_Task details_: Reproduce the rows below, switching every "Target phrase" to "Query phrase" and keeping everything else unchanged.

# start of Recorded information

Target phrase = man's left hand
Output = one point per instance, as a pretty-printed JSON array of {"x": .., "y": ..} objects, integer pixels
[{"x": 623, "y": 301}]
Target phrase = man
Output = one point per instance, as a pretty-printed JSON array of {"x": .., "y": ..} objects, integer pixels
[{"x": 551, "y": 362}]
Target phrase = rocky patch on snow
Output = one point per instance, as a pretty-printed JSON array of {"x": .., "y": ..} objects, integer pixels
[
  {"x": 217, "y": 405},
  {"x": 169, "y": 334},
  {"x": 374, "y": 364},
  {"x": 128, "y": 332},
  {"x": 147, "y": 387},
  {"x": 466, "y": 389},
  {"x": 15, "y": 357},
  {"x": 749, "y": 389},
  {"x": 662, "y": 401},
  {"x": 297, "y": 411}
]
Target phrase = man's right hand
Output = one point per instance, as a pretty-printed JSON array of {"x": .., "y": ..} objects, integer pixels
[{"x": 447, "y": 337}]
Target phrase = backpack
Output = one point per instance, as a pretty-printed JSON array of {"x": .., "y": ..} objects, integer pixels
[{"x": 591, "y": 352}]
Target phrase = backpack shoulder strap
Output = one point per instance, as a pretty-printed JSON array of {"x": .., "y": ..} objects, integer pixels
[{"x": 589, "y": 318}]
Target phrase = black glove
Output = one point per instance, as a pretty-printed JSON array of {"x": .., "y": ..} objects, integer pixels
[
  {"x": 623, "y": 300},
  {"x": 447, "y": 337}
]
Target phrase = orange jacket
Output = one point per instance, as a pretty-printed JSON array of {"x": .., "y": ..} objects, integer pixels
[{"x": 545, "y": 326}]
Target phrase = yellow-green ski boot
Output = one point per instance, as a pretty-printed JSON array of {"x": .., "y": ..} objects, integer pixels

# end of Recorded information

_Result of the task_:
Query phrase = man's left hand
Output = one point per instance, as a pretty-printed JSON array of {"x": .., "y": ..} objects, integer pixels
[{"x": 623, "y": 301}]
Query phrase = man
Output = one point per instance, as a pretty-printed JSON array of {"x": .., "y": ..} objects, integer pixels
[{"x": 551, "y": 362}]
Query phrase = rocky patch on snow
Output = one point per instance, as a pretty-printed JSON array of {"x": .., "y": ..} objects, integer pixels
[
  {"x": 217, "y": 405},
  {"x": 169, "y": 334},
  {"x": 374, "y": 364},
  {"x": 128, "y": 332},
  {"x": 147, "y": 387},
  {"x": 466, "y": 389},
  {"x": 15, "y": 357},
  {"x": 749, "y": 389},
  {"x": 662, "y": 401},
  {"x": 297, "y": 411}
]
Query phrase = man's right hand
Output = one point per instance, as a pretty-printed JSON array of {"x": .., "y": ..} objects, integer pixels
[{"x": 447, "y": 337}]
Query phrase = backpack
Output = one point per instance, as a pretty-printed JSON array of {"x": .., "y": ..} objects, integer pixels
[{"x": 591, "y": 352}]
Query phrase = backpack shoulder strap
Output = one point per instance, as a pretty-printed JSON array of {"x": .., "y": ..} objects, integer pixels
[{"x": 589, "y": 318}]
Query phrase = black glove
Output = one point per instance, as a pretty-printed JSON array of {"x": .., "y": ..} objects, integer pixels
[
  {"x": 623, "y": 300},
  {"x": 447, "y": 337}
]
Query phrase = orange jacket
Output = one point per instance, as a pretty-printed JSON array of {"x": .., "y": ..} objects, integer pixels
[{"x": 545, "y": 326}]
Query phrase = yellow-green ski boot
Output = one point per instance, as a pretty-printed JSON array of {"x": .., "y": ..} objects, integer pixels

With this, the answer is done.